■ EXTRACT PROVIDED:
· · · · · · ·
Viewpoint: Absent conversations
We are living in peculiar times. As if we needed proof, delare it a strange epoch when political subjects can't be talked about seriously in virtually any company—polite or rude, friend or foe.
The problem isn't “politics” per se, the often nasty business doesn't really change over time. The polarization, who's in and who's out durably persist over centuries. Rather eye-opening to read that compared to ours many of the same kinds of issues, policies, and public outrage existed in the 17th century Dutch Republic. Very different eras yet so much alike.
What goes on in Washington DC among Congress, the White House, the “press” (or what passes for it), has always gone on, but not a shock we'd notice our own times more. We might assume it's because news is more up in our faces than in past eras, possibly true, but probably not. Having only lived when we have, hard to know how people really felt about things before.
No, what's troubling is a real difference from a few years back: that in so many instances it's become nearly impossible to have a reasoned conversation about political events or issues. At least interchange around these subjects feels very risky, kind of like opening a package that's hissing. Damn thing's likely to blow up in your face, a decidedly unpleasant experience.
Discussing political views doesn't mean people have to agree, almost certainly they won't, not even if they're on the same “side”, whatever side it is. And dammit, it's ever so obvious that I'm right and anyone who disagrees is a moron and dead wrong.
· · · · · · ·
■ AIM OF THE EXERCISE:
For the viewpoint piece above, decide whether each statement agrees with it. Answer yes or no for each, quoting the words from the piece that decide it.
1. Political polarization persists across centuries.
2. The writer holds that news being more present than in past eras is probably why we notice our own times more.
3. Discussing political views requires people to agree.

■ DATASET RECORDS:
· · · · · · ·
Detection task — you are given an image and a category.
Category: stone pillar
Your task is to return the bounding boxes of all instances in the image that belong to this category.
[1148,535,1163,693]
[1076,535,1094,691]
· · · · · · ·
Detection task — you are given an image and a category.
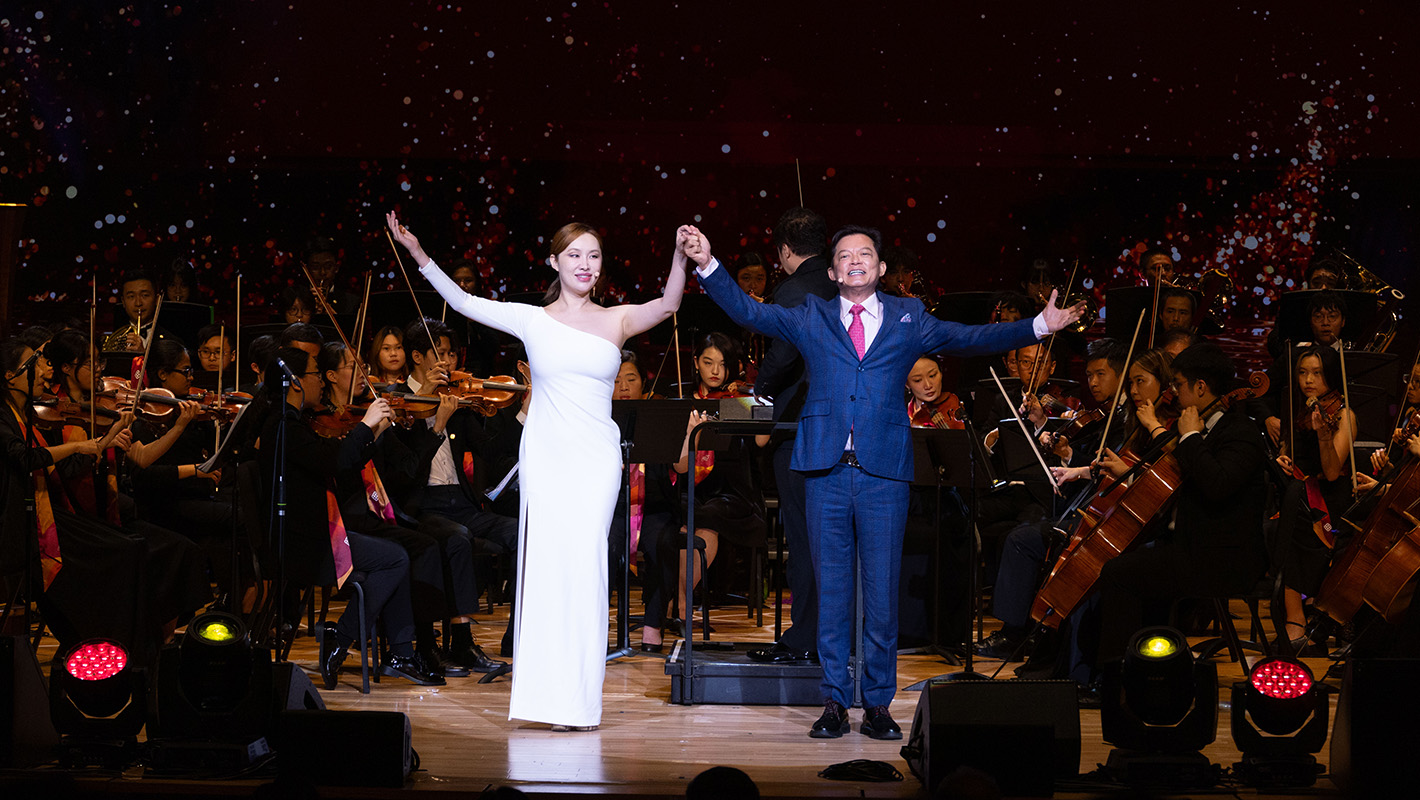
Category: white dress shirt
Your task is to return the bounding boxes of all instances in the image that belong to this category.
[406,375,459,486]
· · · · · · ·
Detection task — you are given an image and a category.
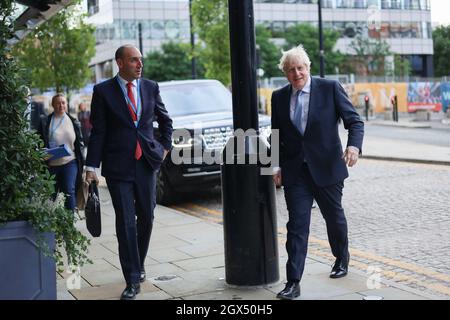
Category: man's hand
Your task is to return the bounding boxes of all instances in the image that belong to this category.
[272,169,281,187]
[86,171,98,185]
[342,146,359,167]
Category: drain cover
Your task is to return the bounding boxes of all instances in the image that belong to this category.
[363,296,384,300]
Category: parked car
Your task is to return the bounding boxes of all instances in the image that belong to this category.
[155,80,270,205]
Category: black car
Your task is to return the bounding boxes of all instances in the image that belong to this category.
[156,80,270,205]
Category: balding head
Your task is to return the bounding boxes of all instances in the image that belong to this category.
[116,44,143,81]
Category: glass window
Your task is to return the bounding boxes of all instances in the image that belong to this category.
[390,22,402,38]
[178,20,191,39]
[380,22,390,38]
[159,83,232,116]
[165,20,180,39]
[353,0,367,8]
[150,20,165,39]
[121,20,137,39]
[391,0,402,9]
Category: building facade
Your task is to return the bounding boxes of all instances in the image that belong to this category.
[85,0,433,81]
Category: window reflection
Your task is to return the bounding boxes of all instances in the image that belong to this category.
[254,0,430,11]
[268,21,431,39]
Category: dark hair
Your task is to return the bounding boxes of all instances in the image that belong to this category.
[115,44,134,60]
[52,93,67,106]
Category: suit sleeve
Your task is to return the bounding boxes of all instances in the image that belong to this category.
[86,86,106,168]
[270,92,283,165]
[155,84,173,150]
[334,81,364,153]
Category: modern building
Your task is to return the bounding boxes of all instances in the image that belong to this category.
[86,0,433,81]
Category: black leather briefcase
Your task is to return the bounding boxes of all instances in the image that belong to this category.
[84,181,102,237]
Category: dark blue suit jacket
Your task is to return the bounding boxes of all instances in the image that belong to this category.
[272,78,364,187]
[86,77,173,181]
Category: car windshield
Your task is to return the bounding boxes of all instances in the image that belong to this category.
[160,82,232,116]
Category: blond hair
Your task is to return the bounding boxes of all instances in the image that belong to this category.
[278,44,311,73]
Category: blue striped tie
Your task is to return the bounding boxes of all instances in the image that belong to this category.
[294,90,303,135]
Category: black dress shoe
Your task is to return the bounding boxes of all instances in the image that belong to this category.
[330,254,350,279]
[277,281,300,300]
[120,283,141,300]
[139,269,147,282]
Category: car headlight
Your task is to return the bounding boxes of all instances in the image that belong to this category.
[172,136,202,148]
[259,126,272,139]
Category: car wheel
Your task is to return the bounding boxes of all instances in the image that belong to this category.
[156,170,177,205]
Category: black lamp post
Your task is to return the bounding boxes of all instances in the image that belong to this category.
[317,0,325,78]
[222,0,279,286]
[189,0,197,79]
· · · · · · ·
■ EXERCISE RESULT:
1. Yes: "The polarization, who's in and who's out durably persist over centuries."
2. No: "possibly true, but probably not."
3. No: "Discussing political views doesn't mean people have to agree"